TO DO: Quote each of the entries below word for word, leaving out the pictures.

Point placement records
....................
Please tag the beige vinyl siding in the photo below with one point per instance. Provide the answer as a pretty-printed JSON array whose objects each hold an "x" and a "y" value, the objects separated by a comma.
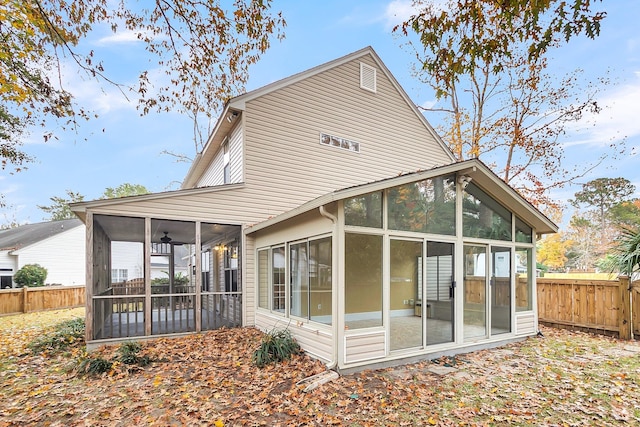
[
  {"x": 316, "y": 341},
  {"x": 236, "y": 205},
  {"x": 235, "y": 155},
  {"x": 363, "y": 347},
  {"x": 214, "y": 175},
  {"x": 285, "y": 157}
]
....................
ANSWER IN FULL:
Please tag the beige vinyl siding in the photo below with one point per instance. Provide the answer as a pretty-printed JSON array whose objects each hold an "x" and a "y" value, the objects separated by a comma.
[
  {"x": 316, "y": 341},
  {"x": 236, "y": 205},
  {"x": 235, "y": 155},
  {"x": 363, "y": 347},
  {"x": 214, "y": 175},
  {"x": 285, "y": 157}
]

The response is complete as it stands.